### Work to complete
Gather every line in the material that contains the string "nose", treating uppercase and lowercase as different.

Start of Material provided

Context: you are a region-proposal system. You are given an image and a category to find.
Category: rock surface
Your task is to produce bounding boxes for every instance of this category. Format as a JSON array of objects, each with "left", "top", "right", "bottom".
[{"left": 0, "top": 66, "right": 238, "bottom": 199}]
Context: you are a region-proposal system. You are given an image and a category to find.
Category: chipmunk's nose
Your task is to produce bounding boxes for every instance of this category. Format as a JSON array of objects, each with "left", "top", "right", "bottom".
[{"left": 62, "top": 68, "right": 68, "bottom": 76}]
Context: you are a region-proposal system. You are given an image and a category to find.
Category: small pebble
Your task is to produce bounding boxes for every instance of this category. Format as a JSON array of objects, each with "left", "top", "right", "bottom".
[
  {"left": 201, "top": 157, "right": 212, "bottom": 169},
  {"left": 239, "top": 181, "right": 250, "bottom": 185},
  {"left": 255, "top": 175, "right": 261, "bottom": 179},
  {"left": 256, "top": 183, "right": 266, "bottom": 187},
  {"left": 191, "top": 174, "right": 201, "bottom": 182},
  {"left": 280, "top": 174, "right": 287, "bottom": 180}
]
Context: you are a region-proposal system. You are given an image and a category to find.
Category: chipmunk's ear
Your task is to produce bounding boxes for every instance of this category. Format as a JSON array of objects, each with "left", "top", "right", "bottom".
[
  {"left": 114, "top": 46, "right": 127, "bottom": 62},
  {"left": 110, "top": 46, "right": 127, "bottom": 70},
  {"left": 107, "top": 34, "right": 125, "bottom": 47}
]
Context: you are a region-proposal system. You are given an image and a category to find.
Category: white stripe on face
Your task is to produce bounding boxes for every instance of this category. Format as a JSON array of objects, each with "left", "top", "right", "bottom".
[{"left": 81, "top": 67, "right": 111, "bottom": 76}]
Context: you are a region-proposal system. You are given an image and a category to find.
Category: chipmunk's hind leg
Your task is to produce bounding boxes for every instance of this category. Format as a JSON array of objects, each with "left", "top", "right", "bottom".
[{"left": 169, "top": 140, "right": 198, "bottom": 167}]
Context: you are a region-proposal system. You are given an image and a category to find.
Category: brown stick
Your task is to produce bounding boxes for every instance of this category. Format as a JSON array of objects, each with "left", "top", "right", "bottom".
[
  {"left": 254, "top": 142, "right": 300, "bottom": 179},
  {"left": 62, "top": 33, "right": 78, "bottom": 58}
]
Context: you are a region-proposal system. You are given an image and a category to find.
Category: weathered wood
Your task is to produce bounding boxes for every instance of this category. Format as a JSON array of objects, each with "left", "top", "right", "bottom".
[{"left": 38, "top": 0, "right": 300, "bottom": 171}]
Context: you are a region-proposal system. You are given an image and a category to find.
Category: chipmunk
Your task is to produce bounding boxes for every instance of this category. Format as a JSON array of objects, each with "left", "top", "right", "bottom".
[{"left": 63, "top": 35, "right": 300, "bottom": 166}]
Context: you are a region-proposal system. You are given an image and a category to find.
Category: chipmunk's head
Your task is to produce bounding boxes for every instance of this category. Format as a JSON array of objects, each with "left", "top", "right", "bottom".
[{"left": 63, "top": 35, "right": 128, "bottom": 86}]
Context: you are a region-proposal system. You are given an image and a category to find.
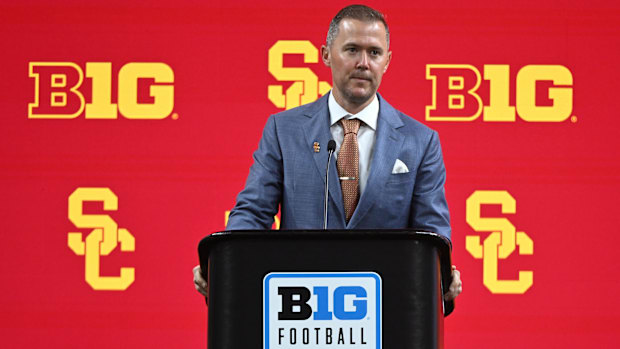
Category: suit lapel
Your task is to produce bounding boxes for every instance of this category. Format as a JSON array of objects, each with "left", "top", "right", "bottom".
[
  {"left": 348, "top": 96, "right": 405, "bottom": 229},
  {"left": 302, "top": 94, "right": 345, "bottom": 225}
]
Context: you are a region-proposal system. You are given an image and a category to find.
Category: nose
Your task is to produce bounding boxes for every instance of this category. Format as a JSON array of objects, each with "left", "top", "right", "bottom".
[{"left": 355, "top": 51, "right": 369, "bottom": 70}]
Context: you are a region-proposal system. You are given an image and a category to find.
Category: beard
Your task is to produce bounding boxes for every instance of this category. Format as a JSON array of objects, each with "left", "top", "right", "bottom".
[{"left": 341, "top": 75, "right": 378, "bottom": 105}]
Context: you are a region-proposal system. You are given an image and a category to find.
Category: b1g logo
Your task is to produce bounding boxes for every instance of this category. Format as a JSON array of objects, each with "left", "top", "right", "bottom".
[
  {"left": 263, "top": 272, "right": 381, "bottom": 349},
  {"left": 425, "top": 64, "right": 577, "bottom": 122},
  {"left": 28, "top": 62, "right": 174, "bottom": 120}
]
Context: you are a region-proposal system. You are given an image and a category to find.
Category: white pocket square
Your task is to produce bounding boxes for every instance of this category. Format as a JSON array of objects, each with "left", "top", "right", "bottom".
[{"left": 392, "top": 159, "right": 409, "bottom": 174}]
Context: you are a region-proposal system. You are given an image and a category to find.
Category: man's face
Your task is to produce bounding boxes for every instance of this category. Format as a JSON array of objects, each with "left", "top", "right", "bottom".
[{"left": 321, "top": 18, "right": 392, "bottom": 106}]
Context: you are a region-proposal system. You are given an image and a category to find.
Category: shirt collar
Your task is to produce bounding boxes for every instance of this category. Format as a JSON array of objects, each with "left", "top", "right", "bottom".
[{"left": 327, "top": 91, "right": 379, "bottom": 131}]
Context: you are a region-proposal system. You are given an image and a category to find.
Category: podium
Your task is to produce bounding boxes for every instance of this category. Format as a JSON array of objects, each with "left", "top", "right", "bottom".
[{"left": 198, "top": 230, "right": 454, "bottom": 349}]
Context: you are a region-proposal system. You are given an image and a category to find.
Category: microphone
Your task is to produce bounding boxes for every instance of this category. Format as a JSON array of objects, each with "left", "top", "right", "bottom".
[{"left": 323, "top": 139, "right": 336, "bottom": 230}]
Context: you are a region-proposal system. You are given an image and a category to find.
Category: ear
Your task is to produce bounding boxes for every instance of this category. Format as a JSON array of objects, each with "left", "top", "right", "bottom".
[
  {"left": 383, "top": 51, "right": 392, "bottom": 74},
  {"left": 321, "top": 45, "right": 331, "bottom": 67}
]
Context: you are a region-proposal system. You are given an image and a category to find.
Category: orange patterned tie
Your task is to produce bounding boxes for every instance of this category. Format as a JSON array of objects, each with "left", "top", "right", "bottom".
[{"left": 337, "top": 119, "right": 360, "bottom": 223}]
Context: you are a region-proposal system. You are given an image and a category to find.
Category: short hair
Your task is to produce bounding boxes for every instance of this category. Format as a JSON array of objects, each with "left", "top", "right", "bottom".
[{"left": 325, "top": 5, "right": 390, "bottom": 47}]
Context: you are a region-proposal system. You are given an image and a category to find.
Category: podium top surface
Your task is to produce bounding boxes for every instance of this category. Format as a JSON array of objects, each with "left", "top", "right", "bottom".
[{"left": 198, "top": 229, "right": 454, "bottom": 316}]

End of Material provided

### Answer to the task
Category: chipmunk's nose
Category: nose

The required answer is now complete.